# Probleme beim Wurf mit Geflochtener + Competition S



## Kiru4 (12. Mai 2013)

Moin,
ich habe mir nach langem Internetstudium die Cormoran Competition S zugelegt und nen Jahr mit Mono gefischt. Sehr schöne Rute! Möchte aber jetzt auf Geflochtene umsteigen, da mich die direktere Bissanzeige begeistert. Habe jetzt versucht mit Geflochtener, 0,15er Power Pro, zu werfen, das klappt nich. #c Jedes Mal wickelt sich die Schnur kurz nach Wurfbeginn um den letzten Ring vor dem Spitzenring und läuft stark gebremst von der Rolle. Bin froh das es mir noch nicht den Ring runtergerissen oder die Spitze weggerissen hat. Woran kann das liegen? Bin ich zu blöd zum Werfen? Mit 0,30er Mono-Keule werfe ich um die 100m mit Montage und Köder, mit nem normalen Ablegewurf und 150 gr. Blei. Kann es sein, das die Ringe nicht für Geflochtene geeignet sind? Das ist ja der Unterschied zur Competition X, die hat ja die Fuji Tangle Free montiert. Wenns der Ring ist, würde ich auf die X umsteigen. Oder bringen die Ringe in der Praxis nix und alles ist nur nen Werbegag? Das passiert auch bei beiden Ruten beim Wurf, daher schließe ich Mängel an den Ruten aus. Die Quantum Hypercast XT würde mich auch interessieren, da ich doch eher härtere Rute bevorzuge. Aber sie hat auch normale Ringe. Hat jemand mit dieser Rute und Geflochtener schon Erfahrung sammeln können? Allerdings stellt sich dann wieder die Frage der Bissanzeige und wieviel Wurm kommt überhaupt mit Haken im Wasser an? Das war bei der weicheren S nie ein Problem. Die Rollen waren übrigens ne Daiwa Crosscast X und ne Daiwa Emblem 5500 XT. Bei beiden das selbe Phänomen, daher denke ich es liegt nicht an den Rollen. Bin ratlos und für jeden Tipp dankbar! |kopfkrat

Grüße
Thomas


----------



## degl (12. Mai 2013)

····················

#### Gestellte Aufgabe A
Beantworte zum Forumsthread über Wurfprobleme mit geflochtener Schnur:
(i) Welche geflochtene Schnur in welcher Stärke hat Kiru4 zum Werfen benutzt?
(ii) Um welchen Ring wickelt sich die Schnur kurz nach Wurfbeginn?
(iii) Welche beiden Rollen hat Kiru4 verwendet?
#### Gestellte Aufgabe B
Setze den Forumsthread über Wurfprobleme mit geflochtener Schnur an der Stelle fort, an der er endet.

(Datensatzeinträge)
····················

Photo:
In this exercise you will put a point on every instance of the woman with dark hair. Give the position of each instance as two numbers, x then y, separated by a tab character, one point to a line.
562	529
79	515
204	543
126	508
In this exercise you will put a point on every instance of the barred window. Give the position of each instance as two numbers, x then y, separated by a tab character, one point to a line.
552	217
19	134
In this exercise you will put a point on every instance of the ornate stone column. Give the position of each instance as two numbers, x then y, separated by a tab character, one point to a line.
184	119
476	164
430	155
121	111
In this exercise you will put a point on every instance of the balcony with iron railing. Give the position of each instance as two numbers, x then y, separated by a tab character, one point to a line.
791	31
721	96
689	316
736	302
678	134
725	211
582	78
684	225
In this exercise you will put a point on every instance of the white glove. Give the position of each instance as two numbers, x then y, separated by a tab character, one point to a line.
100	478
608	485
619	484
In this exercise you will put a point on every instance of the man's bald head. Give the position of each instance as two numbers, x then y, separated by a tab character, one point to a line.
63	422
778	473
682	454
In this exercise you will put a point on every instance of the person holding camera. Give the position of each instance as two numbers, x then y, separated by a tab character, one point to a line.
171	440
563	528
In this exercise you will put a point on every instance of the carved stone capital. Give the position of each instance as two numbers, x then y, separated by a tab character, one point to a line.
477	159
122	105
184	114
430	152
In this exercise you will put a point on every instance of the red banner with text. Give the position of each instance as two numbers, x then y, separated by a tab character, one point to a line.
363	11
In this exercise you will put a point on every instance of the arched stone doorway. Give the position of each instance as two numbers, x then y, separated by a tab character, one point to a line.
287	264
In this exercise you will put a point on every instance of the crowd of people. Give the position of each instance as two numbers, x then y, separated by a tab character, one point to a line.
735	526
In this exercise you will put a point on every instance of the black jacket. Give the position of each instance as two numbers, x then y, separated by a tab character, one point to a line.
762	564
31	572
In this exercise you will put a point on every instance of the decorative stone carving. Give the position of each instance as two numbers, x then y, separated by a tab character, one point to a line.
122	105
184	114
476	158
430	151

····················

#### Erwartete Ausgabe A
(i) 0,15er Power Pro
(ii) Um den letzten Ring vor dem Spitzenring
(iii) Eine Daiwa Crosscast X und eine Daiwa Emblem 5500 XT

#### Erwartete Ausgabe B
*AW: Probleme beim Wurf mit Geflochtener + Competition S*

Kommt mir bekannt vor........

Wenn meine Vermutung zutrifft, dann wechsel mal einfach die Schlagschnur auf 0,35er Geflecht(ne Gute).......dann sollte es klappen#h

gruß degl


----------



## Kiru4 (12. Mai 2013)

*AW: Probleme beim Wurf mit Geflochtener + Competition S*

Moin,
hab ich bereits, ne 0,35er Corastrong als Schlagschnur, brachte aber keine Verbesserung. Hab Geflecht mit Mono-Keule und Geflecht probiert, kein Unterschied bemerkt. Taugt die Corastrong nix? Wäre ne Power Pro besser? Versteh blos nicht warum es dann nicht mehr fitzen soll?

Grüße
Thomas


----------



## jjdorschkiller (12. Mai 2013)

*AW: Probleme beim Wurf mit Geflochtener + Competition S*

also ich fisch die gleiche Rute mit 017er blaze orange und 28er Schlagschnur. Rollen crypton surf und daiwa enblem.habe noch nie probleme gehabt.vielleicht liegt es an deinem Schlagschnurknoten,oder am Knicklichthalter?oder du hast dir Rute beim Ablegen verdreht,schwer zu sagen ,an den Ringen
liegt es nicht.Habe die Rute seit über einem Jahr und noch nie Probleme!gruss Jörn


----------



## Kiru4 (12. Mai 2013)

*AW: Probleme beim Wurf mit Geflochtener + Competition S*

Moin,
komisch, dann liegts doch an mir. Knoten ist der doppelte Grinner mit je 6 Wicklungen. Werde mal ne durchgehende 0,23er nehmen, mal schaun was passiert. Wäre natürlich schön, könnte ich die Stecken behalten. Muss ja irgendwie gehn, wenns bei euch auch geht. Aber die Logik dahinter verstehe ich noch immer nicht.
Danke.

Grüße
Thomas


----------



## Boedchen (12. Mai 2013)

*AW: Probleme beim Wurf mit Geflochtener + Competition S*

Hallo Kiru, ich hoffe du wohnst nicht all zu weit von Gütersloh entfernt?
Ich biete dir an : Komme vorbei, wir werfen gemeinsam alle Ruten durch. Ich habe allerdings die X nicht mehr da sondern die Pro.
Sind aber die gleichen Ringe. Habe die Hypercast ebenfalls da.
Ich Fische die S / Pro und seit kurzem die Hypercast XT NUR und AUSSCHLIESSLICH Mit geflecht. Hier auch geflecht/geflecht.
Dein beschriebenes habe ich selbst noch nie gehabt.
Würde ich mir aber gerne anschauen und gemeinsam eine lösung finden


----------



## Kiru4 (13. Mai 2013)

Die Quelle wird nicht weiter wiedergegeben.